# Start of DATA FOR THIS EXERCISE

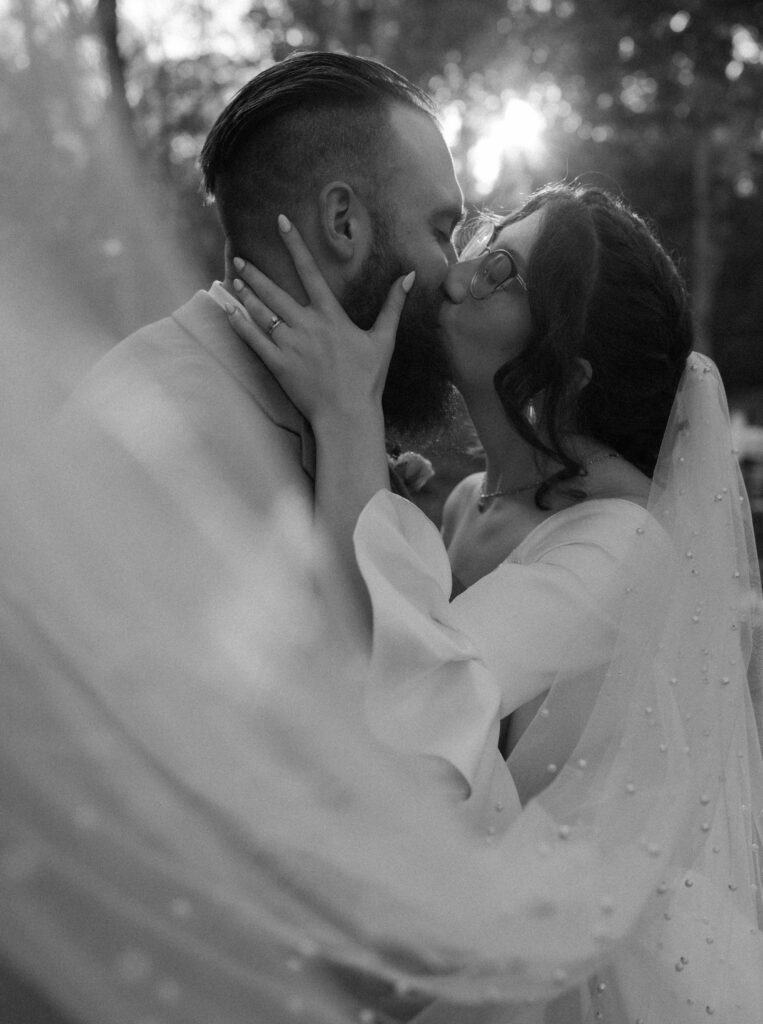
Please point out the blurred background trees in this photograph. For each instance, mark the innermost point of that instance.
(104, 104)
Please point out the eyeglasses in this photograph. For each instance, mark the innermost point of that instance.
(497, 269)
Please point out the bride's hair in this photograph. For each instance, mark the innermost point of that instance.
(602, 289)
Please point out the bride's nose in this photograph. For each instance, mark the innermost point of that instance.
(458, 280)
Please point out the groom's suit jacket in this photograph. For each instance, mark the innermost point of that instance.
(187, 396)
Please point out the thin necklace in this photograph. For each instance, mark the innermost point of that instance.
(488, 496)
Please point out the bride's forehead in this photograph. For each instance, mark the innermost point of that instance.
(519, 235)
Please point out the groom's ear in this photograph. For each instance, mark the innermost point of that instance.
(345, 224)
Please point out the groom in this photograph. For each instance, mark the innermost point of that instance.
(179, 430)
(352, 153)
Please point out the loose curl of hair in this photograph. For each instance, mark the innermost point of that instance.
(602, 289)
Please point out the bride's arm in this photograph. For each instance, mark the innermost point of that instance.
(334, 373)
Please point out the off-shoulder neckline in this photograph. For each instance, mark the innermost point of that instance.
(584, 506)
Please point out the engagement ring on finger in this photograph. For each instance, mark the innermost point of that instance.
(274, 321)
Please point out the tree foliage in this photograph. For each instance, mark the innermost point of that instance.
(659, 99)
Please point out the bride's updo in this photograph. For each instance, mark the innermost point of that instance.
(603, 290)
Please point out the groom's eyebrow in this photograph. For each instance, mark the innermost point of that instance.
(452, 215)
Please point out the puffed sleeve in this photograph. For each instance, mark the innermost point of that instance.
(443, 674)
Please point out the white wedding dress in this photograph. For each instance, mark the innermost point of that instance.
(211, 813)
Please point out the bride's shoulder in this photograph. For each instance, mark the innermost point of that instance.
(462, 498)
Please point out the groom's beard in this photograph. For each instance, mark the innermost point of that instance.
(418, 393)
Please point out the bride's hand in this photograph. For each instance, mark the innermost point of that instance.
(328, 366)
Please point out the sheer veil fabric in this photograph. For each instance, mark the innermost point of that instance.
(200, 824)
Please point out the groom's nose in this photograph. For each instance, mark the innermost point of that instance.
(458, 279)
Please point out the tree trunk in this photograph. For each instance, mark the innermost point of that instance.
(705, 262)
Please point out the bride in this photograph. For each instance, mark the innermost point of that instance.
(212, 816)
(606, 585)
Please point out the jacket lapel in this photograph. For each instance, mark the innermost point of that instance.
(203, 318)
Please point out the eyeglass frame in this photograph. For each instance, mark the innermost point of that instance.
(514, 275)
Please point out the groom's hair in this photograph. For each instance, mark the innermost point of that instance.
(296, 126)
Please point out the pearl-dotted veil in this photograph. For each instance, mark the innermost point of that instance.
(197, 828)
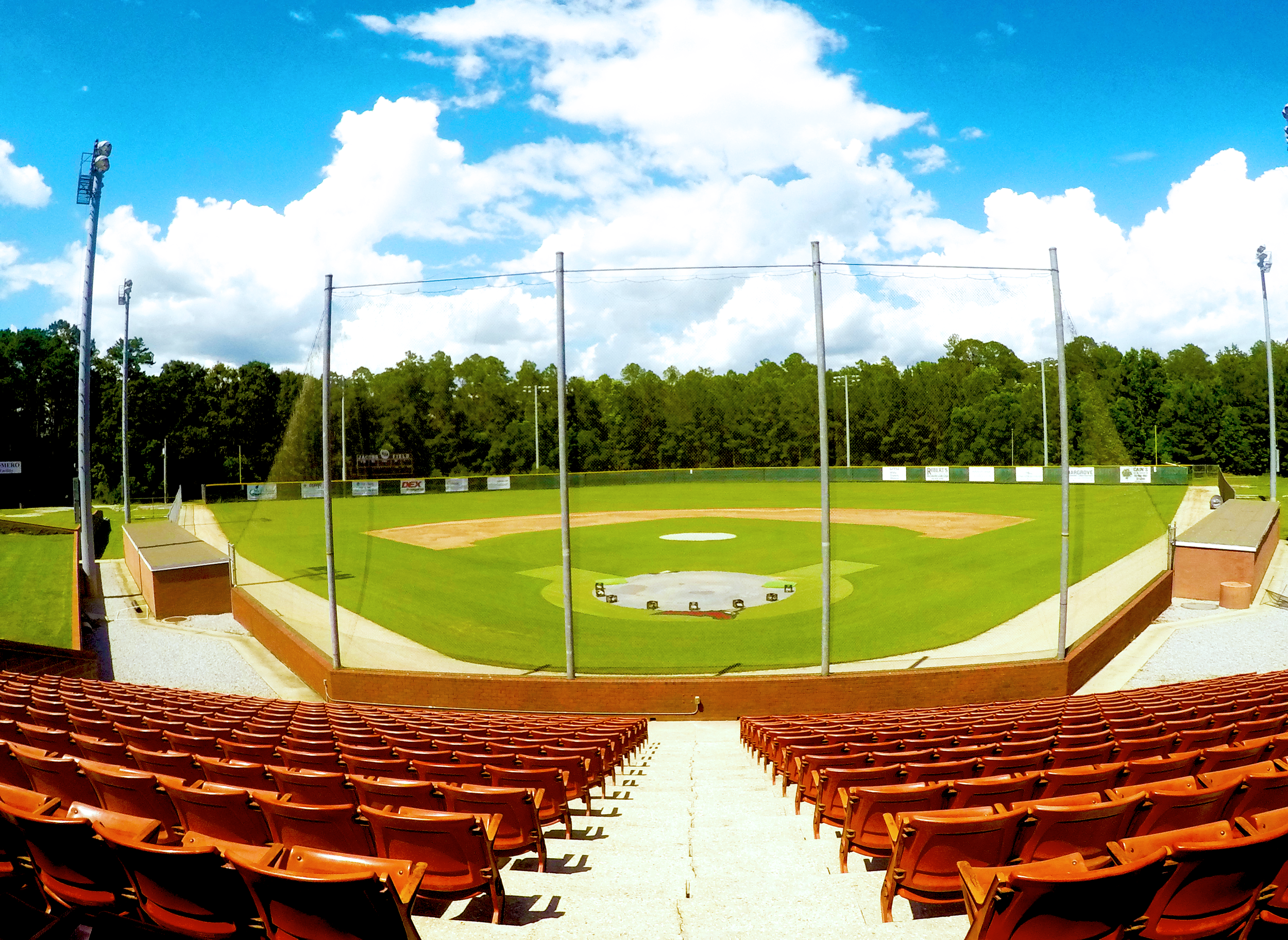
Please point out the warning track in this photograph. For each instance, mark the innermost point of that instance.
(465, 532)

# End of DATA FOR THIS EXERCISE

=== TO BE DONE ===
Copy everything from the line containing "Please point out the groom's eyebrow" down to the end of the items, substituting "image" for "photograph" throughout and changing nothing else. Leave the pictures out of your answer.

=== RESULT ===
Please point out the groom's eyebrow in this image. For each instance, mark the innermost point of that instance.
(452, 215)
Please point out the puffed sleeve in this image. For each instance, mark the innermost point of that instance.
(443, 674)
Please point out the white wedding dress in this image. For each instance, mark the innermost point of that instance.
(211, 813)
Please point out the bride's shoulder in this image. For each instance, mark the innermost point of that instance.
(462, 498)
Please point out the groom's beard in this image. For each instance, mark the innermost point of that instance.
(418, 393)
Please point out the bride's hand in this image. For each instance, mark the innermost point of that instance.
(328, 366)
Please point out the sheer veil fabric in this image. For each instance, mark the innermost point of that instance.
(200, 824)
Please point out the groom's nose in this image. For each instance, mark the innermost point of that instance.
(458, 279)
Please point out the tree trunk in this image. For each instance, mark the innermost point of that instance.
(705, 262)
Please point out the bride in this image. For each instance, mark the innermost point of that instance.
(212, 816)
(606, 585)
Please point out the jacket lapel in this image. For each instance, mark the innermost point of that instance.
(203, 318)
Please point out the eyeglass frame in this image. For each instance, mark the innermost point of that instance.
(514, 275)
Please point out the groom's hair in this image. For each instance, mark the innermost point of that instance.
(296, 126)
Please point out the pearl-dotted veil in this image. For each instance, mark the innermost point of that instance.
(197, 828)
Please point out the warning track in this image. For each instance, mark the innermost point of that instance.
(465, 532)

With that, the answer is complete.